> _WHAT YOU WILL DO_:
Your task is to repeat, word for word, the line containing "of the window" and all lines that follow it to the end of the material, and no other lines.

> _MATERIAL TO PROCESS_:

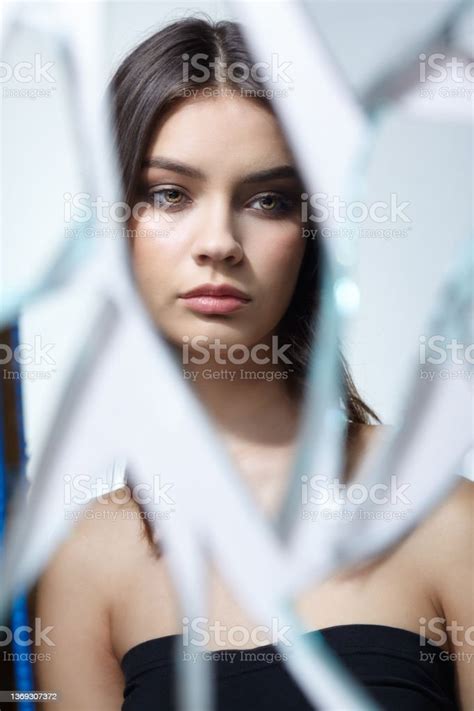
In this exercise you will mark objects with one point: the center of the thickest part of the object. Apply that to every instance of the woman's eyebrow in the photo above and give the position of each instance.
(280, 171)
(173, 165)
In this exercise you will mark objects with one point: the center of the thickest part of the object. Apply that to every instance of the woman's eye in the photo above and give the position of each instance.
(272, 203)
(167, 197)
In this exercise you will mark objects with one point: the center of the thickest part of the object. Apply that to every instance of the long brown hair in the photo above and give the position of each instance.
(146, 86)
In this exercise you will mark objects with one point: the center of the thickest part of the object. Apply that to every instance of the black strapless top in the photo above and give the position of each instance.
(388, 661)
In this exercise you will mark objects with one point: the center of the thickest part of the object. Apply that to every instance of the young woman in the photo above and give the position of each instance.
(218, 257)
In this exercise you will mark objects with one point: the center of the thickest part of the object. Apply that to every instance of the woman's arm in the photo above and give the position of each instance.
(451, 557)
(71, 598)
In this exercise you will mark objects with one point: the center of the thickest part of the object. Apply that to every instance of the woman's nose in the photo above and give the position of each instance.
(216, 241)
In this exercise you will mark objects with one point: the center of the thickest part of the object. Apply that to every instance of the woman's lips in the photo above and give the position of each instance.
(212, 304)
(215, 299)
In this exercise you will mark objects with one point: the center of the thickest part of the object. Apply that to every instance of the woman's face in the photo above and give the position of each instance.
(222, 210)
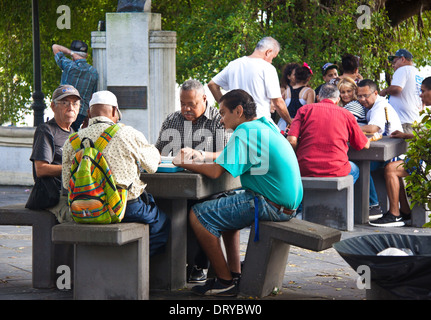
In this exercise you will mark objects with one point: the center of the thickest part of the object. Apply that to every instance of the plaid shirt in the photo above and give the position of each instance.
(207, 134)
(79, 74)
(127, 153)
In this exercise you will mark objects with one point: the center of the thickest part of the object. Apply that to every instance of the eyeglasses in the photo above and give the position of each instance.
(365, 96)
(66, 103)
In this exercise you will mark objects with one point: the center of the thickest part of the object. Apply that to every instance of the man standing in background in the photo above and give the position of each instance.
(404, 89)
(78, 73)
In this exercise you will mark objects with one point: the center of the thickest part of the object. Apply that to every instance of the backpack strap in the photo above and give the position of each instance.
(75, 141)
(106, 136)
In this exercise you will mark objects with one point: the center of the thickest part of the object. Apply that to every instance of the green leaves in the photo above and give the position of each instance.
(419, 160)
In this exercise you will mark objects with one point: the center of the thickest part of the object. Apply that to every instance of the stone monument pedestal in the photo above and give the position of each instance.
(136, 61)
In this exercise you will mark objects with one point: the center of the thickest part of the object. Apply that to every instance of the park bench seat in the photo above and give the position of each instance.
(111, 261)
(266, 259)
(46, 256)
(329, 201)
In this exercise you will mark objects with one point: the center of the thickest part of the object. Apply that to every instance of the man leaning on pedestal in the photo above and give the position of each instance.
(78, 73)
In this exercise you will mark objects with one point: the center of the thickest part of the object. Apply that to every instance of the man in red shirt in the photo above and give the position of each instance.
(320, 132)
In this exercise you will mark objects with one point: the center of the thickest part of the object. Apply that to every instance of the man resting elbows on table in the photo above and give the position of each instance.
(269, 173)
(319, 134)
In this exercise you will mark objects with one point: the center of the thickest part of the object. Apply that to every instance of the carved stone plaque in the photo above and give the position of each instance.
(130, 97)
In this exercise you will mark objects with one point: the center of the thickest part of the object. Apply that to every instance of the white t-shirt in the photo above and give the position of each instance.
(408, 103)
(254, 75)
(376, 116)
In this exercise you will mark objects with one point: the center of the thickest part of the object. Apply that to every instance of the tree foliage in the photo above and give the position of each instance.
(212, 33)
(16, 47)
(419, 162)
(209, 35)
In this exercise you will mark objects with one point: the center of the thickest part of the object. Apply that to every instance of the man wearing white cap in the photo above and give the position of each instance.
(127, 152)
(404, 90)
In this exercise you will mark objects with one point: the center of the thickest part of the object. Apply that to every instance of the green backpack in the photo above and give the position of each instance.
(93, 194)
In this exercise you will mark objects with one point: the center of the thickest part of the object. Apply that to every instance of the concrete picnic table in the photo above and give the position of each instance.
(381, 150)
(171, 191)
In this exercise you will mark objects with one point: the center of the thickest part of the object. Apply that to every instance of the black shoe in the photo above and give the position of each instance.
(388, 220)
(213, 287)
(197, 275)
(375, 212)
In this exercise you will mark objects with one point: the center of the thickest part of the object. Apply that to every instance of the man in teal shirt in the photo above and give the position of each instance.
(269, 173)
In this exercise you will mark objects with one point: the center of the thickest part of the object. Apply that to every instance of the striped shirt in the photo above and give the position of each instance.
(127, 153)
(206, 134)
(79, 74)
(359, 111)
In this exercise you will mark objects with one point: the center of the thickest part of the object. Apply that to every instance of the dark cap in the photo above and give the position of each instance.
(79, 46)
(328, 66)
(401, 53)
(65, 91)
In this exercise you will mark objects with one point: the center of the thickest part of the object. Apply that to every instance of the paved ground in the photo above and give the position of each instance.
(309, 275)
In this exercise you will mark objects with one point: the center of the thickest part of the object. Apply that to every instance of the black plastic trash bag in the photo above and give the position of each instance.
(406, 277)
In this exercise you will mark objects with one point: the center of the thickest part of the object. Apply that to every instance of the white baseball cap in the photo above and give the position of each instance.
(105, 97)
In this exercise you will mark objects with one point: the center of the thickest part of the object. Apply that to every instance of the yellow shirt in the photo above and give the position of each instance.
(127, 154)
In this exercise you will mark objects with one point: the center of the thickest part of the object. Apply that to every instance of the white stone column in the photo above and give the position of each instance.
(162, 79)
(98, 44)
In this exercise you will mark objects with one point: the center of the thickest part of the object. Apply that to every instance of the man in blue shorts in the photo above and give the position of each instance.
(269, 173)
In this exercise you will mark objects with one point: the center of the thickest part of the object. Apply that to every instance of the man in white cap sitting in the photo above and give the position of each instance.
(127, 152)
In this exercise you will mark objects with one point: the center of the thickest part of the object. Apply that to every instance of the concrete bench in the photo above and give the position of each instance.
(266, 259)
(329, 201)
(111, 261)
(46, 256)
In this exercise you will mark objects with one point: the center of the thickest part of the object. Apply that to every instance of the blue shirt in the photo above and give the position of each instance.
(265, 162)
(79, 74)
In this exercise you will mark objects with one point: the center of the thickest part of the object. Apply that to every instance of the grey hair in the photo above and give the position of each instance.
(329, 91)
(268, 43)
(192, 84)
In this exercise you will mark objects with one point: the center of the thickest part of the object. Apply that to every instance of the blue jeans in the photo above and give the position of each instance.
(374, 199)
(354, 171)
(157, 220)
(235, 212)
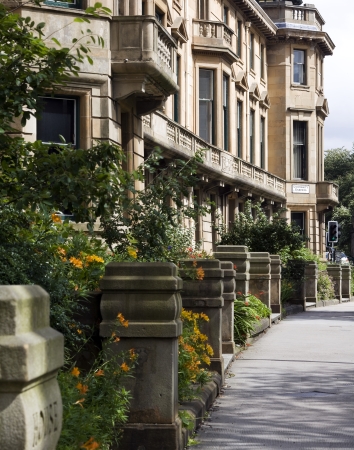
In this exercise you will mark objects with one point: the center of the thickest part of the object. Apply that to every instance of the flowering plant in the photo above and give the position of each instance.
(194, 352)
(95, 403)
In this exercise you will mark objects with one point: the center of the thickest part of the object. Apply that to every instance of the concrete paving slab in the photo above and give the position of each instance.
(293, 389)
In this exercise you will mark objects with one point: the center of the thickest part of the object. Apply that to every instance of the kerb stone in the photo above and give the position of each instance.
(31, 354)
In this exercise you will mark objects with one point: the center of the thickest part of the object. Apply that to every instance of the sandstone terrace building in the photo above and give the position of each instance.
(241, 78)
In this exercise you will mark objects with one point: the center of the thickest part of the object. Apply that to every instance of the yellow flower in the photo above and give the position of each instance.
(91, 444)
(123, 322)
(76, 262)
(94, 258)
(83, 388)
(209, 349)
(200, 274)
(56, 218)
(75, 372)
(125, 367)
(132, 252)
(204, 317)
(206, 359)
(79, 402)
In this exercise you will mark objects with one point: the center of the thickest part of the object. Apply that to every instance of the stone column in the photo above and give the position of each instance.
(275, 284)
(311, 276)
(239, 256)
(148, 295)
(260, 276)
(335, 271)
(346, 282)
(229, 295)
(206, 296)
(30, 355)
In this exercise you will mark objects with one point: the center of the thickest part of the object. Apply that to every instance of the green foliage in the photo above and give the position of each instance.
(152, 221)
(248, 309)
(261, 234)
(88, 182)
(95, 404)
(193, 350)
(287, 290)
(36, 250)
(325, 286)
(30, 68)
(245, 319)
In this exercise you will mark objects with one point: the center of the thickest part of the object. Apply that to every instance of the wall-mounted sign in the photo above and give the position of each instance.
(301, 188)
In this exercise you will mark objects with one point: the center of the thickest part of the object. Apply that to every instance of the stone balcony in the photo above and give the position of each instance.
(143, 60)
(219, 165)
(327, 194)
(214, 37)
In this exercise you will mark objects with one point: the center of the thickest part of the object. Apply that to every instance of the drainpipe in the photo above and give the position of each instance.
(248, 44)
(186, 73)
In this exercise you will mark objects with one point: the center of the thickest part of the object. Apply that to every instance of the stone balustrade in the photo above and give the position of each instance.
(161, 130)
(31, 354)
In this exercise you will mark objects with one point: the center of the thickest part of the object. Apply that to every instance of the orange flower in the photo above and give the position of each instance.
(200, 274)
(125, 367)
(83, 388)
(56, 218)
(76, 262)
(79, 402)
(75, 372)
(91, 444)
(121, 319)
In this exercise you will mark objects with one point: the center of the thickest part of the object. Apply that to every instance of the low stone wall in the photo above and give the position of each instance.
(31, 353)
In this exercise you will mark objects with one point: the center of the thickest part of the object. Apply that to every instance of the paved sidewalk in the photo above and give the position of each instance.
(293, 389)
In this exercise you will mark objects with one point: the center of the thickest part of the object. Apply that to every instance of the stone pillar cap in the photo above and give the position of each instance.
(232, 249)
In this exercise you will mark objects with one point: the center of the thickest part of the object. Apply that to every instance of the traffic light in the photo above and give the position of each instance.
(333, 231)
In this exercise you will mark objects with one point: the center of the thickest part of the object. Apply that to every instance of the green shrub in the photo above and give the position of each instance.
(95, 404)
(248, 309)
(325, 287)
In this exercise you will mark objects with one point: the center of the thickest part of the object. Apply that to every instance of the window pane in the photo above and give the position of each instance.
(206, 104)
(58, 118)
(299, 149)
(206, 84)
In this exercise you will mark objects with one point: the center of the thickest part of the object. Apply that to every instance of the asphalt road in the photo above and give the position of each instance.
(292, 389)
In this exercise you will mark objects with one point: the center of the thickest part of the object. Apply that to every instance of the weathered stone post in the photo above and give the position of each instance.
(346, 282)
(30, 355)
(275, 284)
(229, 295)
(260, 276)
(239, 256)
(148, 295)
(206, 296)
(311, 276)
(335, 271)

> _CORRECT RESULT_:
In this exercise you will mark objects with one point: the center of the thickest part of the object. Apply that to every instance of the window pane in the photo above and give the position of each instance.
(206, 104)
(58, 118)
(299, 149)
(206, 84)
In this exercise you will mark objects with one point: the center of the thickest part of the object. Apply that to every instance of the asphalt road in the photo above and give the position of each instance.
(292, 389)
In this exercise you will mark objects with one point: the center of the thickest part of the object. Apply that to every instance of the weathered stone post in the photo above and give the position of each instance.
(346, 282)
(30, 355)
(275, 284)
(229, 295)
(260, 276)
(239, 256)
(148, 295)
(206, 296)
(311, 276)
(335, 271)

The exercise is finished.